-- begin PASSAGE --

Similarly, we can learn a lot from Rust’s design for lifetimes. That said, the ownership system in Mojo is quite different than the one in Rust. In Rust, scopes define the implicit lifetimes of values and references, and lifetimes are used to verify that uses of the value happen when the value is still alive. Mojo flips this on its head: values start their life when defined, but end their life after their last use. This means that in Mojo, a lifetime reference extends the liveness of a value for as long as derived references is used, which is a bit different than Rust.
For example, we expect this to behave like the comments indicate:
var some_str = String("hello")
# The StringRef contains a reference to the some_str value
var some_str_ref = StringRef(some_str)
# Last use of some_str, but don't destroy it because there is a use of
# the reference below!
use(some_str)
# References must be propagatable through methods.
some_str_ref = some_str_ref.drop_front().drop_back()
print(some_str_ref) # Prints "ell"
# some_str destroyed here after last reference to it
The major thing that Mojo (and Rust) need from lifetimes is what is called
“local reasoning”: We need to be able to reason about the memory behavior of a
call just by looking at its signature. We cannot have to look into the body of a
function to understand its effects, and a function cannot know about its callers
to reason about the behavior of its arguments. Similarly, when accessing a
member a.ref
that is a reference, we need to know what lifetime is being used
in the context of a
.
Because of this, the lifetimes in a function signature are something of a "transfer function" that expresses mappings from input lifetimes to returned lifetimes, and that allows reasoning about the lifetimes of field references. Mojo already has a powerful parameter system that allows it to express these sorts of relationships, so this all plugs together.
Rust has a few things going on that are tightly bound and somewhat confusing: it has scoping, lifetimes, and lifetime holes. It has a borrow checker that enforces the rules, all together this is its ownership system.

-- end PASSAGE --

Rewrite the stretch of the Mojo lifetimes passage from "Rust has a few" through "its ownership system.", putting "lifetime checker" in place of "borrow checker". Work from the Mojo lifetimes passage alone.

-- begin EXTRACTED MATERIAL --

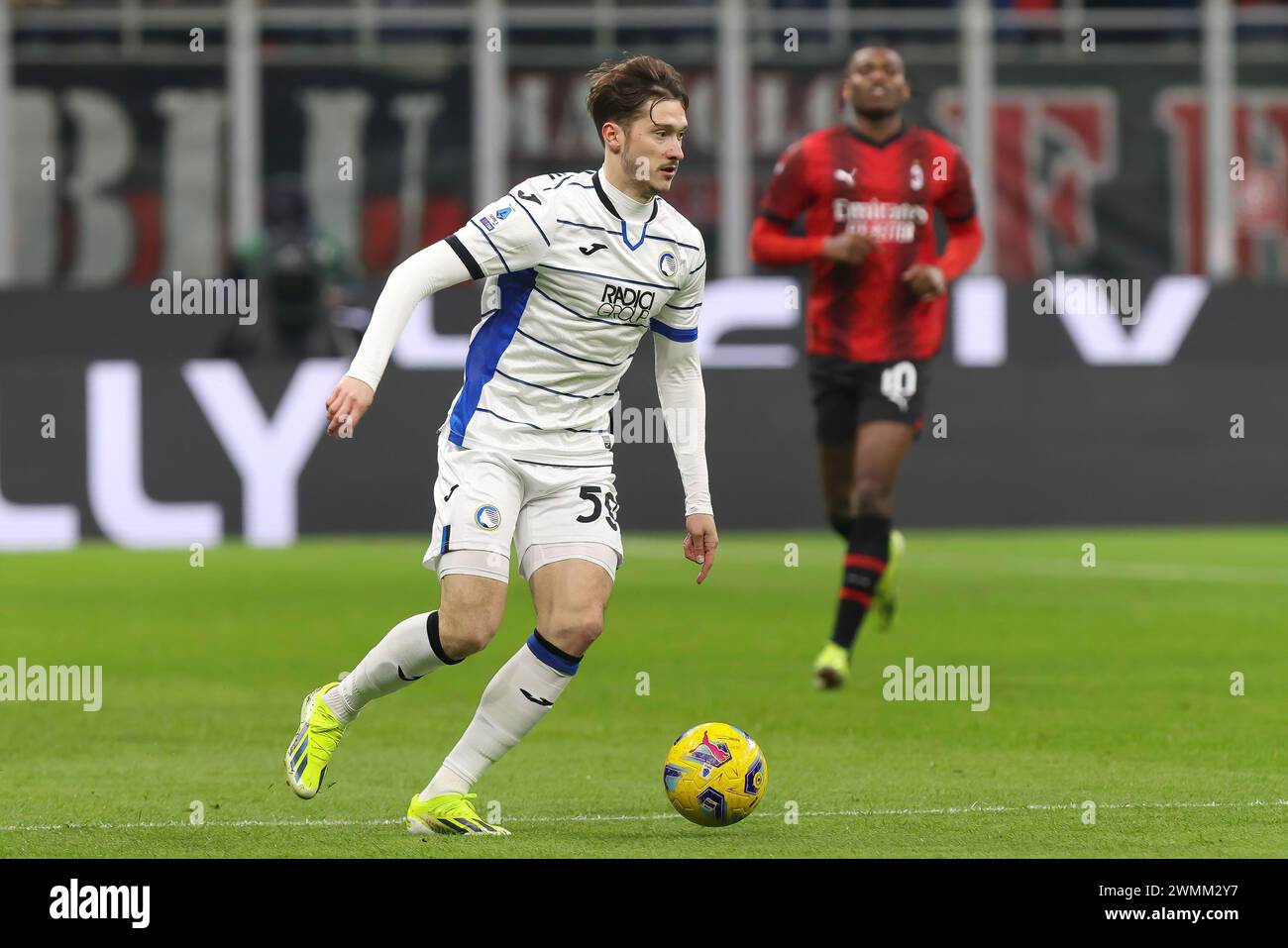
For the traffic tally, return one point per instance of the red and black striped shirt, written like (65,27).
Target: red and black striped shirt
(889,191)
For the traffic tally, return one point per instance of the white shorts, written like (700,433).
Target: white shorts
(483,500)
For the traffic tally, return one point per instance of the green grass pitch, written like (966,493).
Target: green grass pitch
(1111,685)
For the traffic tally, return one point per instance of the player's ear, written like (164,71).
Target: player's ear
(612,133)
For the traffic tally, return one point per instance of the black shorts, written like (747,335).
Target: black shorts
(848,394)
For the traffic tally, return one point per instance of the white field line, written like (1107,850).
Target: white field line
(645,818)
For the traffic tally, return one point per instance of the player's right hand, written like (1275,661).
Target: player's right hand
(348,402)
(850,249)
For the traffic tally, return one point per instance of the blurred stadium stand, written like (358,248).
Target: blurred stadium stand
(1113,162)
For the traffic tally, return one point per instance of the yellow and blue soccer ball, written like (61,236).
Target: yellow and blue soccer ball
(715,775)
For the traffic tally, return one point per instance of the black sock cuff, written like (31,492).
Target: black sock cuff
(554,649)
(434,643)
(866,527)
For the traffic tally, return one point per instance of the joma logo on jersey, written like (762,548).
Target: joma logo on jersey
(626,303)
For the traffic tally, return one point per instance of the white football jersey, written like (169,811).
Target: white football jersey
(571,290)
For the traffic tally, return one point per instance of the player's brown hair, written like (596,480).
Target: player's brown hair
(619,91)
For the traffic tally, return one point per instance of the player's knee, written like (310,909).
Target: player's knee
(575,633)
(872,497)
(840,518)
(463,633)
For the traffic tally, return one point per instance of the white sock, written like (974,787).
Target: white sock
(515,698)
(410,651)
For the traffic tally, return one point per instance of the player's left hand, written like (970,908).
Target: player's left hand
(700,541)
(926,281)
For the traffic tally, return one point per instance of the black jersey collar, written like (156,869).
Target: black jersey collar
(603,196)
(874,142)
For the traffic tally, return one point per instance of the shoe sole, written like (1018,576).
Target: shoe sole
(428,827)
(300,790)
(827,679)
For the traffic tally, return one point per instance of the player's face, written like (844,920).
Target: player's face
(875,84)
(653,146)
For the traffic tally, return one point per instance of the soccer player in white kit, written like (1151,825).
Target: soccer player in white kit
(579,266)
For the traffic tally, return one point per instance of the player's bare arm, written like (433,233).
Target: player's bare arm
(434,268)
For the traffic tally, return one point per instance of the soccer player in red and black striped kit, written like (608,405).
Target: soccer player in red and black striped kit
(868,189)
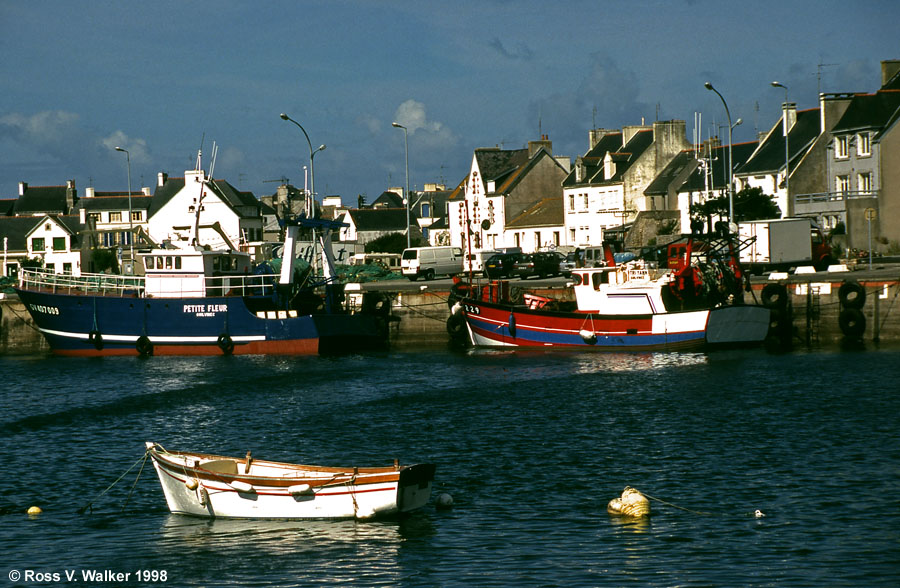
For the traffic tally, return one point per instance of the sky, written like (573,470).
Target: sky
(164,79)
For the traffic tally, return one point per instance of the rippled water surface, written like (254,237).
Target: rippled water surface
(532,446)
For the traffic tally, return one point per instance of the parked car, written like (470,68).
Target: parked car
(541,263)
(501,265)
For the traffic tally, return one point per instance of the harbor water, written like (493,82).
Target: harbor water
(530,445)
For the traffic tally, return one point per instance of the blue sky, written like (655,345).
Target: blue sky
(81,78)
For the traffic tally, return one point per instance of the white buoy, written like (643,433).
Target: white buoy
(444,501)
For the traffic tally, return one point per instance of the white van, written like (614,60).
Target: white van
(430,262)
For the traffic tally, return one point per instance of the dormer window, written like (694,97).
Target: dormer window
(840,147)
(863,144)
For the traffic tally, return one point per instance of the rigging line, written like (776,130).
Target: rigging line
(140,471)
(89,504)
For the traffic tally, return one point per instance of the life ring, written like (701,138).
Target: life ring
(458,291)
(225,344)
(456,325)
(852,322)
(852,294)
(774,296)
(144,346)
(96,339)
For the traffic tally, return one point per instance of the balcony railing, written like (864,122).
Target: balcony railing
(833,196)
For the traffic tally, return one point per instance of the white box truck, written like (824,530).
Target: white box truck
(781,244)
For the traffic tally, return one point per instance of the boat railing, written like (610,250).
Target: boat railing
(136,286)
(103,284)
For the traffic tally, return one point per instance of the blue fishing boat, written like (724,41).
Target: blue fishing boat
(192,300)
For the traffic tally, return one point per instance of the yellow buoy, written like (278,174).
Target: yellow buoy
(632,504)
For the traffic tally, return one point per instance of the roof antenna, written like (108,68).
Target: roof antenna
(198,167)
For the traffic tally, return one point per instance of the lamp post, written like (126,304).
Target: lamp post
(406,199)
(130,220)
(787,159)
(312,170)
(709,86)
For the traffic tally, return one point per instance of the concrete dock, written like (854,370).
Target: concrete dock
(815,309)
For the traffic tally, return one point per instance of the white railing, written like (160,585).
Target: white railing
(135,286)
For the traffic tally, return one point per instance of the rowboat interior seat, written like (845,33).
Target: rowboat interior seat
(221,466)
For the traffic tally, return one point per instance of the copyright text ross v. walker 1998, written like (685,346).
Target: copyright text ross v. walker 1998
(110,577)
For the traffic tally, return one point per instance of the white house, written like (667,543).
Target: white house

-- end EXTRACTED MATERIAL --

• COMPLETE RESPONSE:
Rust has a few things going on that are tightly bound and somewhat confusing: it has scoping, lifetimes, and lifetime holes. It has a lifetime checker that enforces the rules, all together this is its ownership system.